**Brief 1**: In the forum thread about freezing items, who started a conference on flirting?

+++ Source passage +++

|
|
| Author |
Message |
| 25 new of 116 responses total. |
rcurl
|
|
response 50 of 116:
|
Mar 31 17:45 UTC 1996 |
I see nothing wrong with a person entering and freezing an item
immediately - its like an announcement. It is done all the time
i classifieds, where the person wants offers, not discussion! I just
draw the line at one person trying to control the discussion being
carried on by others.
|
brighn
|
|
response 51 of 116:
|
Mar 31 20:40 UTC 1996 |
I started a conference on flirting. Kerouac came in with a serious
item. I moved it. He accused me of censorship.
He started an item on it in coop. Others came in with srious comments.
He froze the item.
If I don't own the conference (and I don't), he doesn't own the item.
My response? If we want to continue the discussion that was started
(and we did... um, he moved it to a new item... there's an intersting
parallel between his behavior and mine, no?), tehn somebody else shoud
just start a new item. *shrug*
|
headdoc
|
|
response 52 of 116:
|
Mar 31 20:42 UTC 1996 |
I would not argue for establishing any more "rules" about freezing items,
but I didn't think Greg was asking for that. He was expressing an opinion
about the behavior or another Grexer and I think that he was correct in his
feelings, or rather, I concur with his feelings. I also agree with Rane in
#50.
|
gregc
|
|
response 53 of 116:
|
Mar 31 22:26 UTC 1996 |
The problem with starting another item to continue an item that has
been frozen, is that this process tends to interupt the flow of the
conversation and can still have the *effect* of squashing the conversation.
I do agree with John, putting more rules in place would be a bad thing.
It's better to just let the capabilities of picospan control what people
can and can't do. However, I see this as an oversight in picospan, or a
misconfiguration. For the most part, everything is set up so noone but
an FW or cfadm can censor something, and we tend to limit that through
social means. Users can remove their own words, that's reasonable, but
the ability of 1 user to squash someone's else conversation is an
inconsistency in the system.
If changing this meant a code change to picospan, then I'd say to forget it.
Marcus has better things to do with his time. But if this is something that
is setable in some master configuration file, then I think the possibility
of changing this setting should be discussed further.

+++ Exercise data +++

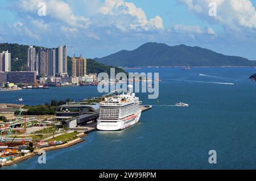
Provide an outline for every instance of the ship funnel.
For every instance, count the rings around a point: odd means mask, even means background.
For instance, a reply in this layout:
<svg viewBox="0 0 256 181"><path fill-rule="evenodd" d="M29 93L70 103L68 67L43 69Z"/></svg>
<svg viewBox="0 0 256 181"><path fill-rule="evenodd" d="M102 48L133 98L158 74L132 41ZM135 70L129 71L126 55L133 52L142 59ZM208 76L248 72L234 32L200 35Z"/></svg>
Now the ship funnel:
<svg viewBox="0 0 256 181"><path fill-rule="evenodd" d="M128 86L128 92L129 93L131 93L133 92L133 85L129 85Z"/></svg>

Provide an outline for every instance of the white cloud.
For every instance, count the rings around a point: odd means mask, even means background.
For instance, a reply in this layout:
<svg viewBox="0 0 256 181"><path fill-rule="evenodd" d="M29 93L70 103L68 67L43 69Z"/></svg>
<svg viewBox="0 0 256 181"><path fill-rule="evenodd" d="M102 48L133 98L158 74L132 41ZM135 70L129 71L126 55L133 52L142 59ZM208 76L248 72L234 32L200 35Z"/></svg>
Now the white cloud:
<svg viewBox="0 0 256 181"><path fill-rule="evenodd" d="M32 39L34 39L36 40L41 40L41 36L33 33L31 30L30 30L28 28L27 28L27 27L24 27L24 32L26 33L26 34L28 36L30 37Z"/></svg>
<svg viewBox="0 0 256 181"><path fill-rule="evenodd" d="M137 7L133 3L127 2L124 0L105 0L99 12L105 15L115 17L115 21L118 23L120 15L127 15L134 18L127 18L129 24L129 28L136 30L138 28L147 31L151 29L163 29L163 20L159 16L156 16L148 20L144 11ZM122 27L119 27L122 28Z"/></svg>
<svg viewBox="0 0 256 181"><path fill-rule="evenodd" d="M245 28L255 32L256 12L249 0L179 0L185 3L189 11L208 21L214 20L229 31L242 31ZM217 5L217 16L208 14L209 5Z"/></svg>
<svg viewBox="0 0 256 181"><path fill-rule="evenodd" d="M217 37L214 30L212 28L203 28L198 25L185 26L182 24L175 24L168 30L169 32L178 33L182 36L187 36L195 40L196 36L211 36L214 38Z"/></svg>
<svg viewBox="0 0 256 181"><path fill-rule="evenodd" d="M34 16L38 16L39 9L38 6L41 2L41 0L20 0L15 6L19 11L30 12ZM45 3L47 16L51 16L70 26L82 28L86 28L90 23L88 18L75 15L69 5L63 1L46 0Z"/></svg>

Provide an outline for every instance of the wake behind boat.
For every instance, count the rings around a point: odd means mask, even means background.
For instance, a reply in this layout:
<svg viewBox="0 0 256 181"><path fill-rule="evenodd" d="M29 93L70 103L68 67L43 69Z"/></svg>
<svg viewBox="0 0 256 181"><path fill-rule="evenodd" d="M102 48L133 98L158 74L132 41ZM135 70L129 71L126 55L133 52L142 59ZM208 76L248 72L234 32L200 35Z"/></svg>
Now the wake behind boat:
<svg viewBox="0 0 256 181"><path fill-rule="evenodd" d="M183 103L179 103L175 104L175 106L177 106L177 107L188 107L188 106L189 106L189 105L188 104Z"/></svg>
<svg viewBox="0 0 256 181"><path fill-rule="evenodd" d="M129 90L126 94L123 92L120 95L107 96L100 103L97 129L101 131L122 130L139 121L142 112L139 109L141 102L134 93L131 93L133 86L129 85L128 87Z"/></svg>

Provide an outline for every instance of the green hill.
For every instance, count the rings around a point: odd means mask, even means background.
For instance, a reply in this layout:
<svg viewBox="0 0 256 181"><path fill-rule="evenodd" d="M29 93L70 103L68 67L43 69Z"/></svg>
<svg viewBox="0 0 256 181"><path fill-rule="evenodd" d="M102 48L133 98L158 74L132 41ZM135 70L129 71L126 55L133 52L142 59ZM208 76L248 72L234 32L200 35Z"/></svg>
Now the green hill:
<svg viewBox="0 0 256 181"><path fill-rule="evenodd" d="M251 66L255 61L237 56L225 56L199 47L169 46L148 43L137 49L123 50L96 61L118 66Z"/></svg>
<svg viewBox="0 0 256 181"><path fill-rule="evenodd" d="M37 50L43 47L35 47ZM8 50L11 53L11 71L26 71L27 70L27 50L28 45L19 45L18 44L1 43L0 44L0 52ZM98 63L92 59L87 60L87 73L100 73L106 72L110 73L110 68L113 66L105 66ZM118 68L115 68L115 73L125 72L125 71ZM68 57L68 73L72 75L71 58Z"/></svg>

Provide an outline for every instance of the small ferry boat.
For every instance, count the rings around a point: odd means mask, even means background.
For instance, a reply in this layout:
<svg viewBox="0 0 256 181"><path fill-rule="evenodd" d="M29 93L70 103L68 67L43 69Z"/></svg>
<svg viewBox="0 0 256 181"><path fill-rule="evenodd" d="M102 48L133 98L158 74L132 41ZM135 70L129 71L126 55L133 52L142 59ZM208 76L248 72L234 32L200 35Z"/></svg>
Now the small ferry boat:
<svg viewBox="0 0 256 181"><path fill-rule="evenodd" d="M176 103L175 104L175 106L178 106L178 107L188 107L189 105L188 104L185 104L183 103Z"/></svg>

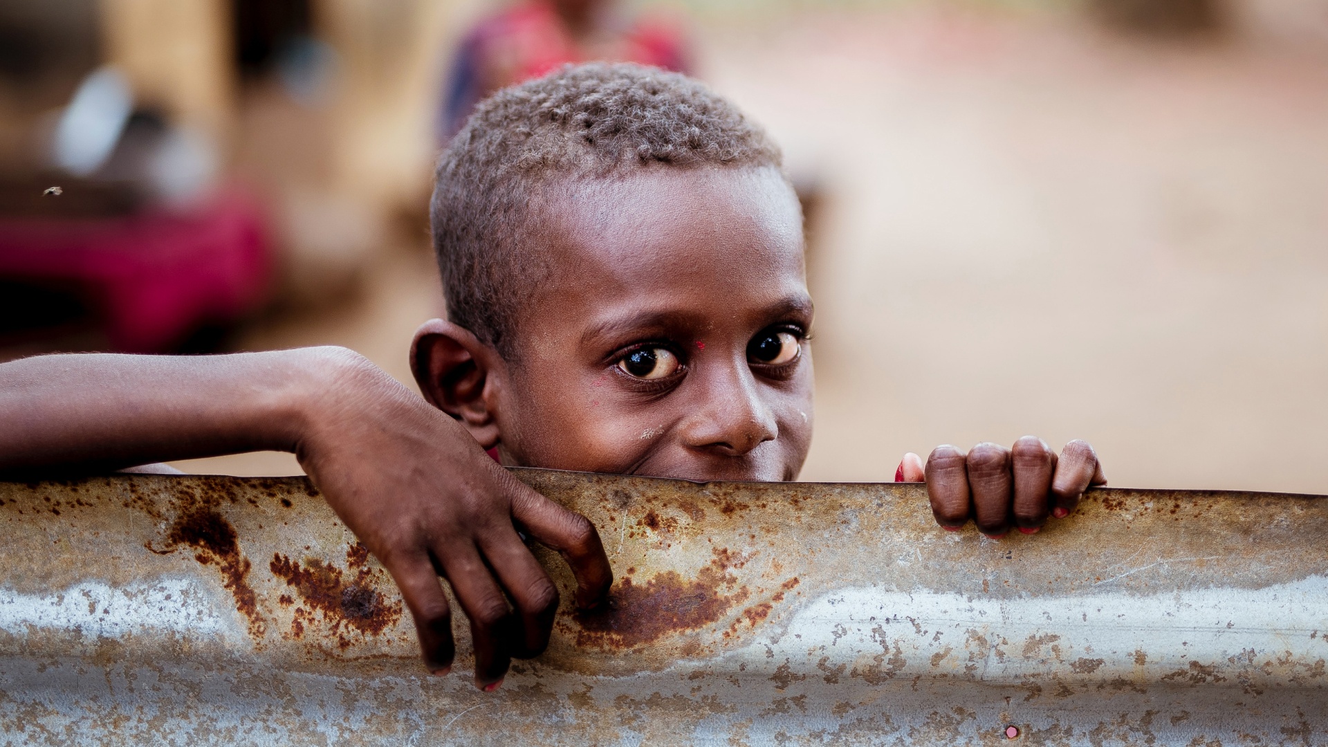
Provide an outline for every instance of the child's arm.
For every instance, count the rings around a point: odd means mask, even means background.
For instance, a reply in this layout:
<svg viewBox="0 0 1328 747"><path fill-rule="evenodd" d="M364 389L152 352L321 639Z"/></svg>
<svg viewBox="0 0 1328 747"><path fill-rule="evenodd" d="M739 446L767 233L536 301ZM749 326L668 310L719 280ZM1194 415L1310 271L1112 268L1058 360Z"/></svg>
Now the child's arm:
<svg viewBox="0 0 1328 747"><path fill-rule="evenodd" d="M989 537L1005 534L1011 524L1032 534L1048 516L1069 516L1090 485L1106 485L1088 441L1070 441L1057 456L1036 436L1024 436L1012 449L977 444L967 455L951 445L936 447L926 467L918 455L904 455L895 481L923 480L938 524L959 529L971 517Z"/></svg>
<svg viewBox="0 0 1328 747"><path fill-rule="evenodd" d="M522 485L458 423L351 351L0 364L0 475L260 449L295 452L392 573L430 671L453 658L440 573L471 621L477 685L497 686L509 657L547 645L558 590L515 525L567 560L578 603L612 582L590 521Z"/></svg>

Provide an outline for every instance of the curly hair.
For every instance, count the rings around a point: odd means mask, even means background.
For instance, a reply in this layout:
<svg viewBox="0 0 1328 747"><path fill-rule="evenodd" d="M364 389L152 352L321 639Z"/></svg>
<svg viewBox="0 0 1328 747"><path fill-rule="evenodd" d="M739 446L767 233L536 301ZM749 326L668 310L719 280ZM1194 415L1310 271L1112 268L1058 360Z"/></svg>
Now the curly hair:
<svg viewBox="0 0 1328 747"><path fill-rule="evenodd" d="M521 302L547 272L530 242L546 190L651 165L778 169L781 156L733 104L657 68L568 65L481 102L434 174L449 319L513 359Z"/></svg>

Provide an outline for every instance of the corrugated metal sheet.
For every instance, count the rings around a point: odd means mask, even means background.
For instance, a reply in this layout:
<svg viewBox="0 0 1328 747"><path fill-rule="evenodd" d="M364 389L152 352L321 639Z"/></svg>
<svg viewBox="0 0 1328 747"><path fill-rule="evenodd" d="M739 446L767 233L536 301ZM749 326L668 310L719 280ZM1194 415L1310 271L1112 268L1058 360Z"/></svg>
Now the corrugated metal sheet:
<svg viewBox="0 0 1328 747"><path fill-rule="evenodd" d="M461 619L424 673L303 479L0 484L0 743L1328 743L1320 497L1100 489L993 541L919 485L518 473L619 581L493 694Z"/></svg>

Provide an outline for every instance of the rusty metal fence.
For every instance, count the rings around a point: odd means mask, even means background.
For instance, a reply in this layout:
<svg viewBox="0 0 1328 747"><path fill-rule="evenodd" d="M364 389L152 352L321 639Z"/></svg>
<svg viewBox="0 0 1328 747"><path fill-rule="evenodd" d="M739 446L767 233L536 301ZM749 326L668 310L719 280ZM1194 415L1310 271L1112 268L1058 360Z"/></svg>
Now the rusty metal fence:
<svg viewBox="0 0 1328 747"><path fill-rule="evenodd" d="M303 479L0 484L0 743L1328 743L1323 497L1098 489L993 541L919 485L517 472L619 581L493 694L459 618L424 673Z"/></svg>

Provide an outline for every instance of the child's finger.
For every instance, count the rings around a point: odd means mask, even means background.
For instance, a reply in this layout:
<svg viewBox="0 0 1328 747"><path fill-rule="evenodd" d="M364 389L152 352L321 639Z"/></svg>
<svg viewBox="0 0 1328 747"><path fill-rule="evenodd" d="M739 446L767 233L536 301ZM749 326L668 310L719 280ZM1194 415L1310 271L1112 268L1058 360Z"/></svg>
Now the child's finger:
<svg viewBox="0 0 1328 747"><path fill-rule="evenodd" d="M964 452L950 444L936 447L927 457L927 497L936 524L959 529L968 521L972 497Z"/></svg>
<svg viewBox="0 0 1328 747"><path fill-rule="evenodd" d="M440 541L434 546L461 609L470 618L470 641L475 649L475 685L495 690L507 674L517 635L517 621L507 606L479 550L469 542Z"/></svg>
<svg viewBox="0 0 1328 747"><path fill-rule="evenodd" d="M511 650L513 658L538 657L548 647L548 633L558 613L558 586L548 580L515 530L482 537L479 549L517 607L521 630L514 641L518 647Z"/></svg>
<svg viewBox="0 0 1328 747"><path fill-rule="evenodd" d="M983 443L968 452L968 485L973 492L973 522L988 537L1009 532L1009 504L1013 485L1009 449Z"/></svg>
<svg viewBox="0 0 1328 747"><path fill-rule="evenodd" d="M388 557L384 565L401 589L420 637L424 666L432 674L448 674L456 643L452 639L452 609L438 584L438 574L425 553Z"/></svg>
<svg viewBox="0 0 1328 747"><path fill-rule="evenodd" d="M1015 472L1015 526L1025 534L1046 524L1056 452L1036 436L1024 436L1011 449Z"/></svg>
<svg viewBox="0 0 1328 747"><path fill-rule="evenodd" d="M1101 482L1094 482L1094 479L1100 479ZM1068 516L1078 506L1089 485L1102 482L1106 482L1106 479L1102 476L1102 467L1097 463L1093 447L1077 439L1065 444L1056 464L1056 476L1052 479L1052 494L1056 497L1052 514L1057 518Z"/></svg>
<svg viewBox="0 0 1328 747"><path fill-rule="evenodd" d="M899 469L895 471L895 482L923 482L927 480L927 469L922 464L922 457L908 452L899 460Z"/></svg>
<svg viewBox="0 0 1328 747"><path fill-rule="evenodd" d="M513 482L517 482L513 479ZM584 516L567 510L535 490L517 482L513 486L511 514L527 534L563 556L576 577L576 606L592 607L608 594L614 569L595 525Z"/></svg>

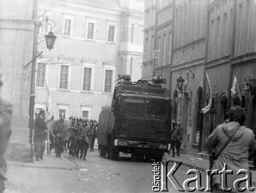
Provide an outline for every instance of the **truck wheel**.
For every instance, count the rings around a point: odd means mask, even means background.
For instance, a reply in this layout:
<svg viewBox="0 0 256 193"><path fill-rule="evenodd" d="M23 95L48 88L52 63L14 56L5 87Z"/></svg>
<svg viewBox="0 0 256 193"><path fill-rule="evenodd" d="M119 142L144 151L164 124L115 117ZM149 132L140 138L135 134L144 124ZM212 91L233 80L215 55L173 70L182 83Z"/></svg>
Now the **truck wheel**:
<svg viewBox="0 0 256 193"><path fill-rule="evenodd" d="M99 155L100 157L105 157L106 154L106 147L104 145L100 145L99 148Z"/></svg>
<svg viewBox="0 0 256 193"><path fill-rule="evenodd" d="M144 154L140 153L132 153L132 161L142 161L144 159Z"/></svg>
<svg viewBox="0 0 256 193"><path fill-rule="evenodd" d="M150 160L152 159L152 156L148 154L145 155L145 159L146 161L150 161Z"/></svg>
<svg viewBox="0 0 256 193"><path fill-rule="evenodd" d="M136 153L132 153L132 161L137 161L138 160L138 155Z"/></svg>
<svg viewBox="0 0 256 193"><path fill-rule="evenodd" d="M116 152L115 149L111 148L109 151L109 157L112 160L116 160L119 156L119 152Z"/></svg>
<svg viewBox="0 0 256 193"><path fill-rule="evenodd" d="M163 159L163 156L161 154L156 154L155 155L155 162L156 163L161 162L162 159Z"/></svg>

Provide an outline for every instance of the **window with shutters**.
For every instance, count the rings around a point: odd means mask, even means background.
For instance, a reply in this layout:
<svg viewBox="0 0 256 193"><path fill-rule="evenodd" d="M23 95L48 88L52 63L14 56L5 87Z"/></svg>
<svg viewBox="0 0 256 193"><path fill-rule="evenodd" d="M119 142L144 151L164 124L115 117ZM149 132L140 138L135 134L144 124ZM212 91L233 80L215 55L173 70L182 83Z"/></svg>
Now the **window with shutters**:
<svg viewBox="0 0 256 193"><path fill-rule="evenodd" d="M45 87L46 76L46 64L38 62L36 65L36 78L35 86L36 87Z"/></svg>
<svg viewBox="0 0 256 193"><path fill-rule="evenodd" d="M82 82L82 90L91 90L91 78L92 77L92 69L83 68L83 77Z"/></svg>
<svg viewBox="0 0 256 193"><path fill-rule="evenodd" d="M59 72L59 89L68 89L68 78L69 66L66 65L60 65Z"/></svg>
<svg viewBox="0 0 256 193"><path fill-rule="evenodd" d="M105 84L104 92L106 93L112 92L113 71L106 70L105 71Z"/></svg>
<svg viewBox="0 0 256 193"><path fill-rule="evenodd" d="M72 36L72 26L73 17L64 15L63 24L63 35L67 36Z"/></svg>

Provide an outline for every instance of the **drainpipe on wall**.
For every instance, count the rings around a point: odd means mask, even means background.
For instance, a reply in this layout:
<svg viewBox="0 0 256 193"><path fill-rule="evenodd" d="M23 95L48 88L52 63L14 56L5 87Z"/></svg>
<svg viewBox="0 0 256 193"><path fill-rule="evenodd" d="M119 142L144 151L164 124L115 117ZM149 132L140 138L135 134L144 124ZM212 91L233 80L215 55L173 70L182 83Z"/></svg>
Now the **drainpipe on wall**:
<svg viewBox="0 0 256 193"><path fill-rule="evenodd" d="M232 65L231 61L231 58L234 56L234 45L235 45L235 39L236 39L236 22L237 22L237 1L236 0L233 0L233 20L232 21L232 34L231 38L231 51L230 51L230 56L229 57L229 80L228 81L228 101L227 104L227 109L229 109L231 106L231 87L232 84L232 75L233 74L233 69L232 68Z"/></svg>
<svg viewBox="0 0 256 193"><path fill-rule="evenodd" d="M203 106L204 107L205 105L205 96L206 96L206 84L207 84L207 80L206 80L206 66L205 63L207 62L208 60L208 47L209 45L209 18L210 18L210 12L208 9L207 9L206 13L206 25L205 26L206 31L205 31L205 49L204 53L204 65L203 67L203 92L202 93L202 102L201 102L201 107L202 104ZM204 115L204 119L203 121L203 128L207 128L206 130L203 130L203 133L202 136L202 145L201 145L201 149L204 150L204 142L205 141L206 138L208 137L208 124L207 124L207 120L205 120L205 116ZM205 132L207 132L206 134Z"/></svg>
<svg viewBox="0 0 256 193"><path fill-rule="evenodd" d="M170 99L172 99L172 80L173 79L173 72L172 72L172 69L173 67L173 49L174 49L174 29L175 24L175 0L173 1L173 18L172 20L172 44L170 45L170 50L171 50L171 54L170 54L170 79L169 79L169 95L170 95ZM174 101L173 101L172 104L174 104ZM173 105L173 106L174 106ZM172 112L173 114L173 112Z"/></svg>
<svg viewBox="0 0 256 193"><path fill-rule="evenodd" d="M156 2L156 13L155 13L155 39L154 40L154 50L157 50L157 10L158 9L158 2ZM155 52L154 52L155 53ZM154 54L154 53L153 53ZM160 56L160 50L159 53L158 53L159 56ZM154 56L154 55L153 55ZM160 57L158 57L158 60L160 59ZM159 61L158 61L159 62ZM156 58L155 57L154 57L154 62L153 62L153 74L152 75L152 77L155 77L155 71L154 70L154 68L157 67L156 64Z"/></svg>
<svg viewBox="0 0 256 193"><path fill-rule="evenodd" d="M30 84L30 98L29 100L29 141L30 144L30 162L33 163L34 159L34 149L33 146L33 126L34 123L34 107L35 104L35 78L36 66L36 50L37 47L37 34L38 25L37 23L37 1L34 0L33 5L32 19L35 21L34 30L34 41L33 44L33 55L31 67L31 80Z"/></svg>

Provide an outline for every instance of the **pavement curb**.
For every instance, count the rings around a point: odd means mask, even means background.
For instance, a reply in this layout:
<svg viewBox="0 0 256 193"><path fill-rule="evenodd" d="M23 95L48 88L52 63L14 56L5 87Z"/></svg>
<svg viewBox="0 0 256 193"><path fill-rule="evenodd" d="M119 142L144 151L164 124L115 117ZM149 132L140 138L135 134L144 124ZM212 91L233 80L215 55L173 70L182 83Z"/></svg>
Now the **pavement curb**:
<svg viewBox="0 0 256 193"><path fill-rule="evenodd" d="M69 167L50 167L50 166L38 166L38 165L28 165L24 164L18 164L15 163L9 163L7 164L7 166L15 166L15 167L30 167L34 168L39 168L39 169L65 169L65 170L78 170L80 167L74 167L74 168L69 168Z"/></svg>
<svg viewBox="0 0 256 193"><path fill-rule="evenodd" d="M164 159L165 160L164 160L164 161L163 161L162 162L163 163L165 163L166 162L166 161L168 161L169 163L177 163L178 164L180 163L180 162L182 162L181 161L170 160L168 160L167 159L165 159L165 158L164 158ZM184 165L186 167L190 167L190 168L192 168L193 169L197 169L198 171L205 171L206 169L205 169L205 168L202 168L202 167L198 167L198 166L197 166L190 165L190 164L187 164L187 163L184 163L184 162L182 162L182 163L181 164L181 165L182 165L182 164ZM251 184L252 184L251 185L252 185L252 186L253 187L256 188L256 182L255 182L252 181L251 182Z"/></svg>

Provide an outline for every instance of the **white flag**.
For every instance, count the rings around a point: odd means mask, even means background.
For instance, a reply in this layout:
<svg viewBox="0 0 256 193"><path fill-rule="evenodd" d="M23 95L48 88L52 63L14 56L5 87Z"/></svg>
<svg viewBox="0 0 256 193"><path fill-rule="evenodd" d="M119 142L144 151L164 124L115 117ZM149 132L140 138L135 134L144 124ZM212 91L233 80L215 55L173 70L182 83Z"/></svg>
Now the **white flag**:
<svg viewBox="0 0 256 193"><path fill-rule="evenodd" d="M242 100L242 97L240 94L240 91L239 90L239 87L238 86L238 81L237 80L237 77L236 76L234 76L234 81L233 81L233 85L231 88L231 92L232 92L232 95L234 96L236 94L238 94L240 100Z"/></svg>
<svg viewBox="0 0 256 193"><path fill-rule="evenodd" d="M46 120L49 119L51 117L52 102L50 97L49 88L46 80Z"/></svg>
<svg viewBox="0 0 256 193"><path fill-rule="evenodd" d="M210 88L210 81L209 80L209 77L208 76L207 71L206 71L206 77L207 78L208 86L209 87L209 92L210 93L210 101L209 101L209 104L205 106L204 109L202 109L203 113L204 114L208 112L210 109L210 106L211 106L211 89Z"/></svg>

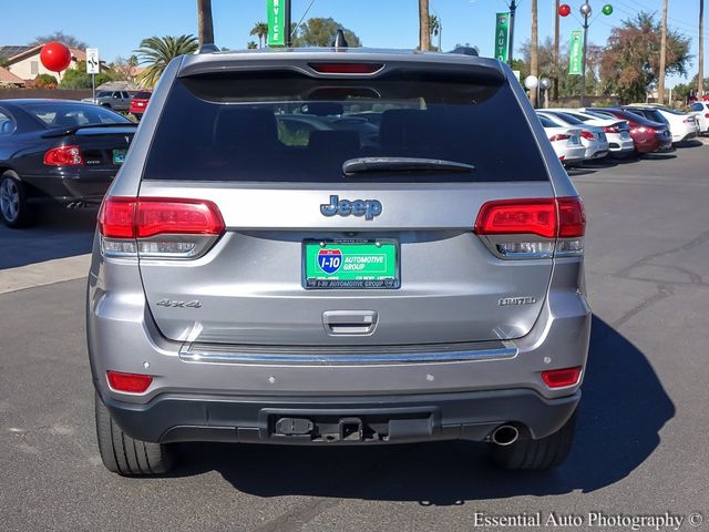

+++

**Brief 2**: Copy the records word for word, from their start up to and including the line with "86L128 92L129 93L131". Leave the pictures out of your copy.

**Answer 1**: The poster brighn, in response 51.

**Answer 2**:
Provide an outline for every instance of the ship funnel.
For every instance, count the rings around a point: odd means mask, even means background.
For instance, a reply in this layout:
<svg viewBox="0 0 256 181"><path fill-rule="evenodd" d="M29 93L70 103L68 67L43 69Z"/></svg>
<svg viewBox="0 0 256 181"><path fill-rule="evenodd" d="M102 48L133 98L158 74L132 41ZM135 70L129 71L126 55L133 52L142 59ZM208 76L248 72L234 32L200 35Z"/></svg>
Now the ship funnel:
<svg viewBox="0 0 256 181"><path fill-rule="evenodd" d="M128 86L128 92L129 93L131 93L133 92L133 85L129 85Z"/></svg>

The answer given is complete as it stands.